_ENTRIES_

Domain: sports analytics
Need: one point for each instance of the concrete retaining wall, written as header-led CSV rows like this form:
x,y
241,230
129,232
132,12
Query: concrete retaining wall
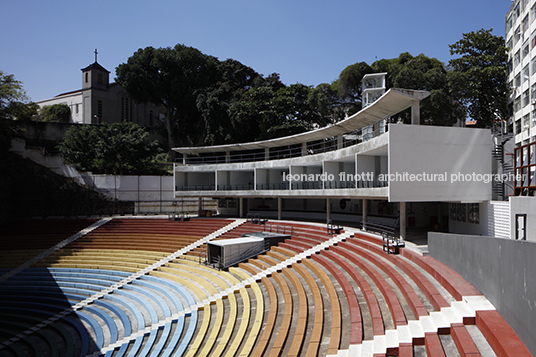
x,y
502,269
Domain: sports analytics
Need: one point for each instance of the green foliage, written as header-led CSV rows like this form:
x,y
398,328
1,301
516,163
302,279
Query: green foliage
x,y
120,148
479,75
215,102
406,71
14,104
56,113
276,110
170,77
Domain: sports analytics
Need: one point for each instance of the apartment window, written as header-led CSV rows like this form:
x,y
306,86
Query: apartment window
x,y
99,111
517,104
126,109
526,73
474,213
458,212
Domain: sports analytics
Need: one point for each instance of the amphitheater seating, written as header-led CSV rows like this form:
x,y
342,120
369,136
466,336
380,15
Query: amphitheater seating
x,y
118,291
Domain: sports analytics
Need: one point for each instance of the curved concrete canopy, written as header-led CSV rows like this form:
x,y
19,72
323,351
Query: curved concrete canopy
x,y
391,102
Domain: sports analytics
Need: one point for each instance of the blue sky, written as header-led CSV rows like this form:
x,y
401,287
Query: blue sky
x,y
46,43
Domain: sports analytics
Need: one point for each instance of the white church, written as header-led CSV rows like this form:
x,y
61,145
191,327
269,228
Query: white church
x,y
99,101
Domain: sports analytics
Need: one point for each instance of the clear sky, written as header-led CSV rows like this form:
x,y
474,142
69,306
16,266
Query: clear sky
x,y
46,43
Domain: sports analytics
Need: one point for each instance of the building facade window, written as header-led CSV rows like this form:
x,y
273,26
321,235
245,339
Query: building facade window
x,y
99,111
526,98
458,212
474,213
517,104
126,109
525,169
525,24
526,122
526,73
526,50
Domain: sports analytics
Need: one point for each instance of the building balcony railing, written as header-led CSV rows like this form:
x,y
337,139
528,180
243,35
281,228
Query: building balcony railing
x,y
290,151
273,186
195,188
238,187
297,185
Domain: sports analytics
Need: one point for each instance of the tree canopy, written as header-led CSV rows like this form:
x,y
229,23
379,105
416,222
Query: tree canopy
x,y
170,77
212,102
479,75
14,103
119,148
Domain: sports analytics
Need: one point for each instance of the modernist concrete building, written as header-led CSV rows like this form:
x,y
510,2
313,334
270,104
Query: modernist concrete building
x,y
364,168
521,39
100,101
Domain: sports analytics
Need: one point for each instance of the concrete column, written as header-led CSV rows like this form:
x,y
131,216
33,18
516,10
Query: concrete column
x,y
365,213
328,209
402,213
415,113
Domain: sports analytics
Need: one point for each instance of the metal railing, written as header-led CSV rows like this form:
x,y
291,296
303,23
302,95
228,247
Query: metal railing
x,y
290,151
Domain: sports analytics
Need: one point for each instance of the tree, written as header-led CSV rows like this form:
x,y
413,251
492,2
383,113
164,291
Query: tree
x,y
14,103
479,75
274,110
56,113
348,85
425,73
120,148
170,77
215,102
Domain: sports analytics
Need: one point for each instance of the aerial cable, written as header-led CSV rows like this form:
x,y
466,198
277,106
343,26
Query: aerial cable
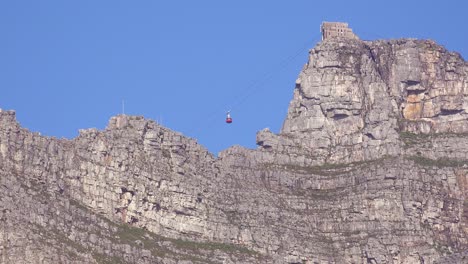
x,y
250,90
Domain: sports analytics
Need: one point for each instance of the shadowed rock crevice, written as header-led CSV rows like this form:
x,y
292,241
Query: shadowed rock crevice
x,y
370,166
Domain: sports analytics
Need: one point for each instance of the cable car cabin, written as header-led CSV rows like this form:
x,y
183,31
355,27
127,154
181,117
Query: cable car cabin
x,y
228,118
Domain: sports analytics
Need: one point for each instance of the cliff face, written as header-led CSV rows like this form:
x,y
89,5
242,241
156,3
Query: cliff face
x,y
371,166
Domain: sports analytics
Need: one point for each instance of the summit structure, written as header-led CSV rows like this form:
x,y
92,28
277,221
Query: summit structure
x,y
336,30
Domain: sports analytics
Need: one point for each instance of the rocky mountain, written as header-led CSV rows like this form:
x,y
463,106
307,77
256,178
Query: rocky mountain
x,y
370,166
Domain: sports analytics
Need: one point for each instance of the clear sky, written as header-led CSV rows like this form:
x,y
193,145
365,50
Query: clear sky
x,y
67,65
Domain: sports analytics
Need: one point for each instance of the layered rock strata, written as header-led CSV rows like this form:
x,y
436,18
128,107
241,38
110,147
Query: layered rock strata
x,y
369,167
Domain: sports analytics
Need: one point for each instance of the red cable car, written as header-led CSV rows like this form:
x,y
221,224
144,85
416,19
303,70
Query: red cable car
x,y
228,118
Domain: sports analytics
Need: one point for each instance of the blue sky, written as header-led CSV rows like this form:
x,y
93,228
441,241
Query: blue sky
x,y
67,65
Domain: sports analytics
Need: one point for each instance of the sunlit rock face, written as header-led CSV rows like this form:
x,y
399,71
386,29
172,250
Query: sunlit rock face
x,y
353,97
371,166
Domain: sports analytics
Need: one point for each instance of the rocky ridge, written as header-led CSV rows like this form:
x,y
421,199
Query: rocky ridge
x,y
369,167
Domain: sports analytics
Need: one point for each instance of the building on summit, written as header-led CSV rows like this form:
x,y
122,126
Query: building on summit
x,y
336,30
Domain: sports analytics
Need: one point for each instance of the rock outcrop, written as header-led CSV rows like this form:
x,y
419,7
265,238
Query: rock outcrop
x,y
370,166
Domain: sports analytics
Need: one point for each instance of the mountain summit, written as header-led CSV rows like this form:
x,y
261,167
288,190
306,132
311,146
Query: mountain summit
x,y
370,166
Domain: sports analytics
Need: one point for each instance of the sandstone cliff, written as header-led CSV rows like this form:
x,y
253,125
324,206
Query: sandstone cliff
x,y
371,166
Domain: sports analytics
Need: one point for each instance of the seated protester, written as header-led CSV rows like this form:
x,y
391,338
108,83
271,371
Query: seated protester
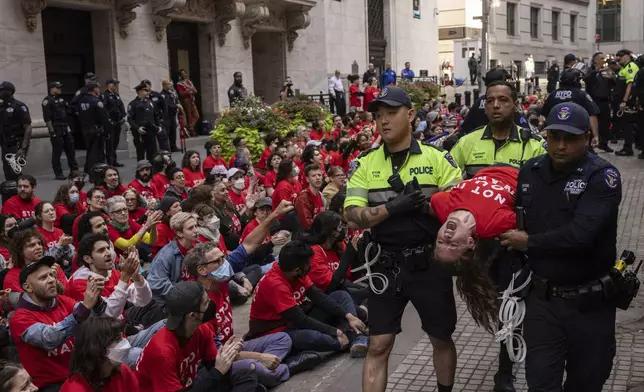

_WRITTEN REQUEST_
Please count the lines in the records above that contain the string "outcrop", with case counting, and reply with only that number.

_OUTPUT FOR THIS EXERCISE_
2